## [Work instructions]
1/ In the passage on China's corporate social responsibility reforms, what does China believe should take precedence over human rights in poor countries?
2/ Reproduce the passage on China's corporate social responsibility reforms, everything from "China’s move toward" down to "and economic growth.".

## [Selection]
>> begin
Although China is one of America’s largest trading partners, it is now attempting to develop a new, legal, but not voluntary CSR system. Bradford and Posner (2011) note that China takes the strictest line on sovereignty and contests the use of military force against independent states. But China also believes that international law should lessen burdensome obligations on poor countries and economic growth should take precedence over human rights in poor countries.

 

China’s move toward mandatory CSR is part of the macro historical transformations throughout China, as the Chinese government re-orients the Chinese economy into a capitalistic market- based economy in order to raise its global economic and political power through which it carries out its economic reforms.  For the Chinese government, CSR is a major component in addressing the social unrest of its people as it undergoes rapid economic growth and change. China’s recent CSR reforms are driven by the government revolutionary shift from a state-run economic system to a privatized, market-oriented capitalist system aimed at increasing China’s economic development and economic growth.
>> end
## [Named-object pointing items]
>> begin
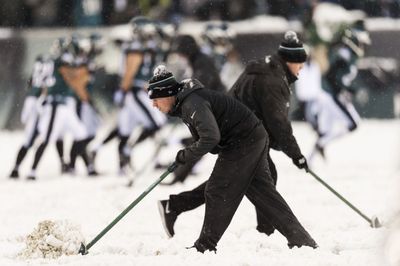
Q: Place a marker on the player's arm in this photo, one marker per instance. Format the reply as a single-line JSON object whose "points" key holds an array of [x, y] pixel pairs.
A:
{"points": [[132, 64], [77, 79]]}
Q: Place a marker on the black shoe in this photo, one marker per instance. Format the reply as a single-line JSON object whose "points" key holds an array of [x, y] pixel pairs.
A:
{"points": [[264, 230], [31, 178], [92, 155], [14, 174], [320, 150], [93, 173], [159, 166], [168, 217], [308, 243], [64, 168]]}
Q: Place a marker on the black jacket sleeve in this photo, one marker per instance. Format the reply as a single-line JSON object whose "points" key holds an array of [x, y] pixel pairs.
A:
>> end
>> begin
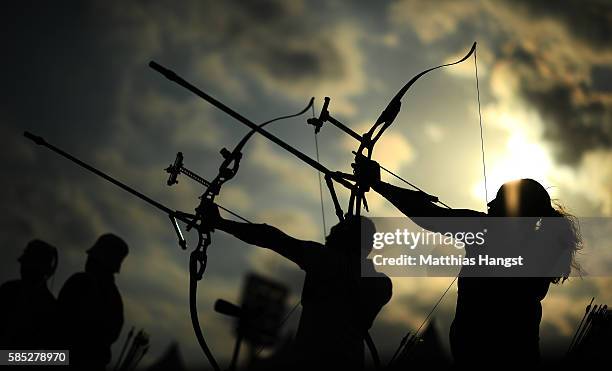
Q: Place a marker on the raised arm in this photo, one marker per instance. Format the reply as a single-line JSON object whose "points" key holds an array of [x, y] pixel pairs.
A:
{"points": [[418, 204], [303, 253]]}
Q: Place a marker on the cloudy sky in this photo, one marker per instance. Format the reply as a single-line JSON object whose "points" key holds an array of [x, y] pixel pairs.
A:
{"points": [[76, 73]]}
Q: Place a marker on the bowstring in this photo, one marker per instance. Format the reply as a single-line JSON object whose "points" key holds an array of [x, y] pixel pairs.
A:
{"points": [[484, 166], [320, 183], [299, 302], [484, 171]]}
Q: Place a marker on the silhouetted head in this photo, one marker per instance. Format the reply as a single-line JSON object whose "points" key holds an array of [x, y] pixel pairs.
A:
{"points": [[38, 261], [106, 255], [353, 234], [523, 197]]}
>> end
>> begin
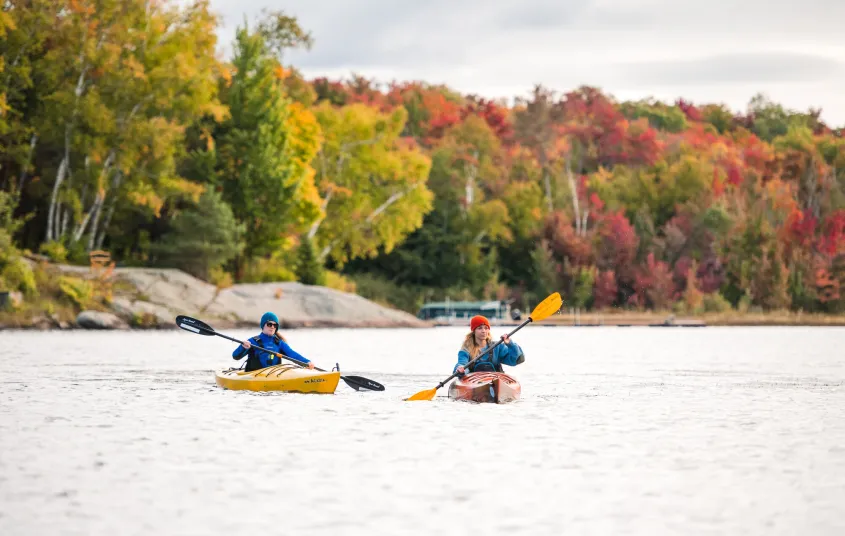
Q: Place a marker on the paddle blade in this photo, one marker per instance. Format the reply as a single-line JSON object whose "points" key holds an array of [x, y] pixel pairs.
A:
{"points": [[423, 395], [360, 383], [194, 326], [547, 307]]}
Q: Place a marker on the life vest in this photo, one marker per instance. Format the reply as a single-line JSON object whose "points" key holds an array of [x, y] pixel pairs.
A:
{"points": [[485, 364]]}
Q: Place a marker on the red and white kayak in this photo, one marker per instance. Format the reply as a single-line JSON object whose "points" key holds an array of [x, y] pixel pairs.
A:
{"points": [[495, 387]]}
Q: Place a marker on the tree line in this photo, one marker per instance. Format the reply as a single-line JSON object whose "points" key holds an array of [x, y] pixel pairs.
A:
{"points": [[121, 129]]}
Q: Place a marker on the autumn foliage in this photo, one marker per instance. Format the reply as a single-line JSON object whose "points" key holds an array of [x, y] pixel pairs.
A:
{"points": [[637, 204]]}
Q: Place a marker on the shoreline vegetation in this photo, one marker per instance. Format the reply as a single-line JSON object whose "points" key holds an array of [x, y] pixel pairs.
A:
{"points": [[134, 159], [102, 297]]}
>> end
## [Task responses]
1/ Economic growth.

2/
China’s move toward mandatory CSR is part of the macro historical transformations throughout China, as the Chinese government re-orients the Chinese economy into a capitalistic market- based economy in order to raise its global economic and political power through which it carries out its economic reforms.  For the Chinese government, CSR is a major component in addressing the social unrest of its people as it undergoes rapid economic growth and change. China’s recent CSR reforms are driven by the government revolutionary shift from a state-run economic system to a privatized, market-oriented capitalist system aimed at increasing China’s economic development and economic growth.